■ **OBJECTIVE**
Pictures stay out of your copy, but everything else in the records below must be repeated exactly.

'''

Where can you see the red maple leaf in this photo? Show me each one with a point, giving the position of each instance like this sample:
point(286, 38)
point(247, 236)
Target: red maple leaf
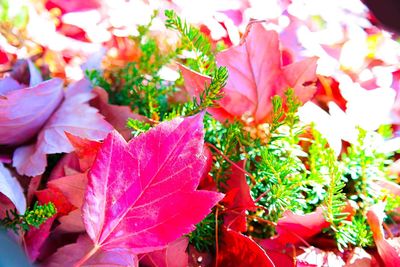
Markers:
point(142, 195)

'''

■ **RESULT**
Where can you see the red maple leaf in this photo? Show me each one with a point, giving the position of each instance like this sample:
point(286, 38)
point(247, 236)
Target: red maple leaf
Markers:
point(142, 195)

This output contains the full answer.